══ Provided records ══

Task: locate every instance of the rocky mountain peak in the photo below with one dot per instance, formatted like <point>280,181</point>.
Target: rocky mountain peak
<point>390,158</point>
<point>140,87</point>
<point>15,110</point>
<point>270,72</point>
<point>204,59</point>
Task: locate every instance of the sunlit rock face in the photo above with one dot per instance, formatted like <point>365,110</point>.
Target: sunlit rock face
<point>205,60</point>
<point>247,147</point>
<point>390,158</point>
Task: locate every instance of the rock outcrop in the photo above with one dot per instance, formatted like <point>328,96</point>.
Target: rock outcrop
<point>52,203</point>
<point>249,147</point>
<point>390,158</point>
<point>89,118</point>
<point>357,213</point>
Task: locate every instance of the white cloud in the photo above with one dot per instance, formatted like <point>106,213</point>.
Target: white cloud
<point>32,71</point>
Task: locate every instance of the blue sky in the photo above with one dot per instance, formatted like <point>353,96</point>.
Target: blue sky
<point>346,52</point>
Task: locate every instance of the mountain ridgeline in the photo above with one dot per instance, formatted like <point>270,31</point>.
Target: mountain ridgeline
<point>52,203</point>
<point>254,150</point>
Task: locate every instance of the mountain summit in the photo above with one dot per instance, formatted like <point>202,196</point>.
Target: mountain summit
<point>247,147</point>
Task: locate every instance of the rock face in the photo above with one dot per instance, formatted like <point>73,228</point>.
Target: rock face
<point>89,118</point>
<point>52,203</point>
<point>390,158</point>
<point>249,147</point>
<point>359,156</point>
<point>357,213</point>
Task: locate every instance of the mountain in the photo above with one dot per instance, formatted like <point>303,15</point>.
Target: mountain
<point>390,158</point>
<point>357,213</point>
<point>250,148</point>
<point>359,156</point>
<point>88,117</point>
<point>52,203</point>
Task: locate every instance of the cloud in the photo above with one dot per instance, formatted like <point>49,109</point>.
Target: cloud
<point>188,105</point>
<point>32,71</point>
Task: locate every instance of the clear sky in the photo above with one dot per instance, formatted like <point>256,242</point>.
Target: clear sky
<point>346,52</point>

═══

- _Prompt_: Copy all of the data. Keep every word exactly as it is.

- _Worked solution_:
Task: locate every instance of the rocky mountain peak in the photo below with one dot per instance, formatted like <point>280,181</point>.
Target: rocky mountain peak
<point>390,158</point>
<point>140,87</point>
<point>15,110</point>
<point>270,72</point>
<point>204,59</point>
Task: locate every instance of the sunlit rock face in the photo above with one dot per instance, formatted like <point>365,110</point>.
Target: sunlit rock face
<point>205,60</point>
<point>247,147</point>
<point>390,158</point>
Task: locate every instance of the rock outcrop in the photo above with one dot per instance, formatted like <point>328,96</point>.
Target: rock outcrop
<point>52,203</point>
<point>249,147</point>
<point>390,158</point>
<point>89,118</point>
<point>357,213</point>
Task: locate every instance of the white cloud in the photo above with one dot per instance, formatted like <point>106,213</point>.
Target: white cloud
<point>32,71</point>
Task: locate every instance of the blue sky in the photo above with one dot per instance, formatted like <point>353,96</point>.
Target: blue sky
<point>346,52</point>
Task: locate every instance of the mountain ridgeline in the photo above with one dot per instance, formatted like <point>270,31</point>.
Target: mountain ridgeline
<point>52,203</point>
<point>254,150</point>
Task: locate every instance of the mountain summit in the photo above with one dot per instance, formatted like <point>202,196</point>.
Target: mountain summit
<point>247,147</point>
Task: locate every instance of the rock face in the photo above with one dot per instance, formatted like <point>73,228</point>.
Target: rock face
<point>89,118</point>
<point>52,203</point>
<point>390,158</point>
<point>249,147</point>
<point>359,156</point>
<point>357,213</point>
Task: locate every instance of the mountain in the photo above with one dot per instance, formatted like <point>303,15</point>.
Target: mountain
<point>390,158</point>
<point>357,213</point>
<point>250,148</point>
<point>359,156</point>
<point>88,117</point>
<point>52,203</point>
Task: locate every instance of the cloud in the photo above with one dot per instance, formatted like <point>49,109</point>.
Target: cloud
<point>188,105</point>
<point>32,71</point>
Task: locate every instance of the clear sky in the photo above with one dot per instance, formatted like <point>256,242</point>.
Target: clear sky
<point>346,52</point>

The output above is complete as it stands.